Reproduce every line from the start of the entries through the line containing "<point>26,183</point>", requests included, scaling each point coordinate in the answers by 1.05 and rounding to whole numbers, with halves rounded up. Keep the numbers in the requests and their format samples unchanged, and output only these lines.

## start MATERIAL SUPPLIED

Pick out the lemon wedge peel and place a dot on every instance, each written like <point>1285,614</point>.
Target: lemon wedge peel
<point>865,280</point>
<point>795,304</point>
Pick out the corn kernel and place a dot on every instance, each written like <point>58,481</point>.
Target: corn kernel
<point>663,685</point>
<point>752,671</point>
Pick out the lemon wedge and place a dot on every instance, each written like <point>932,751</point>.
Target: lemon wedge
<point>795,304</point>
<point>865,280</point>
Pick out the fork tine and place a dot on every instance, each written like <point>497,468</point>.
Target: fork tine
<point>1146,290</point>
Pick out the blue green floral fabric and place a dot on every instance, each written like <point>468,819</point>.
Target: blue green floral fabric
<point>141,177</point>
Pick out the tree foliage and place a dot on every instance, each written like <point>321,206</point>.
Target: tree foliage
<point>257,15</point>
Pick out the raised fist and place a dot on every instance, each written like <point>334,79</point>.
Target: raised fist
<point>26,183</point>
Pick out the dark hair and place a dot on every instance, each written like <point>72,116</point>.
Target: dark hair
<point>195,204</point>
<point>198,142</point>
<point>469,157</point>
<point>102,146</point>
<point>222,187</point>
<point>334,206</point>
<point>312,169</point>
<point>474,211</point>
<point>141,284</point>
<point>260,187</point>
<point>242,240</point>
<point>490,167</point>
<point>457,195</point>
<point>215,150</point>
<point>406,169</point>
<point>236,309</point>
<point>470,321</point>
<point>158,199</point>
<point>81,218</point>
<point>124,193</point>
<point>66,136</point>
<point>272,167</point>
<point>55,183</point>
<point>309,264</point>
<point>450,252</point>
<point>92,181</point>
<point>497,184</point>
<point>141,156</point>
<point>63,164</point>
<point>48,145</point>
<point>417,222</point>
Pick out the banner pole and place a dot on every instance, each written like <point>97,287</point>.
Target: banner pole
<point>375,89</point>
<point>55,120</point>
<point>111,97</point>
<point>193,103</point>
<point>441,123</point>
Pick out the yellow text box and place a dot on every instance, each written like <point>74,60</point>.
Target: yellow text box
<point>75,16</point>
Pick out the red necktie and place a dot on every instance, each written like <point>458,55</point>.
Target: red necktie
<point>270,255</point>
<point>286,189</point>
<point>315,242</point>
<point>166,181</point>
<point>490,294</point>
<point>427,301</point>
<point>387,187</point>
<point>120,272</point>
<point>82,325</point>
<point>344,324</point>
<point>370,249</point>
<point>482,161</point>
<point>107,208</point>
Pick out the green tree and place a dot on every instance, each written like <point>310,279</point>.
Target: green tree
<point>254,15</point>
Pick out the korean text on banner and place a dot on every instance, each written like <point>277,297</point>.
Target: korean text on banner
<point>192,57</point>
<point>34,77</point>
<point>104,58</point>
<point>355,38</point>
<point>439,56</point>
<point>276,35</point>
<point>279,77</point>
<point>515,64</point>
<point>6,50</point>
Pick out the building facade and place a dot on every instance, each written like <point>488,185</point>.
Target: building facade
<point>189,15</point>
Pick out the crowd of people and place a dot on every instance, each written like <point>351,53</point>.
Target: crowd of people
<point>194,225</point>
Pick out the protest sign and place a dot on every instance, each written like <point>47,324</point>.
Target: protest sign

## end MATERIAL SUPPLIED

__OUTPUT__.
Pick out the lemon wedge peel and place a dot on every instance, each written like <point>1285,614</point>.
Target: lemon wedge peel
<point>908,294</point>
<point>835,319</point>
Pick out the corn kernel and place a dot on every instance, each written like <point>58,481</point>.
Target: corn kernel
<point>696,719</point>
<point>790,705</point>
Pick out the lemon wedge and place a dot on every instance, each written like <point>932,751</point>.
Target: lemon wedge
<point>835,319</point>
<point>908,294</point>
Pick out the fork tine and place a dot on every instance, each written like <point>497,468</point>.
Target: fork tine
<point>1203,305</point>
Pick out the blue green floral fabric and place a dot on every instance, each written like <point>468,819</point>.
Target: blue green floral fabric
<point>148,186</point>
Pick out the tree foliage and place a dot on every instance, each written like <point>321,206</point>.
Target: tree foliage
<point>270,16</point>
Pick out the raised fist and place a dot on every instance, each written like <point>334,79</point>.
Target: raised fist
<point>27,192</point>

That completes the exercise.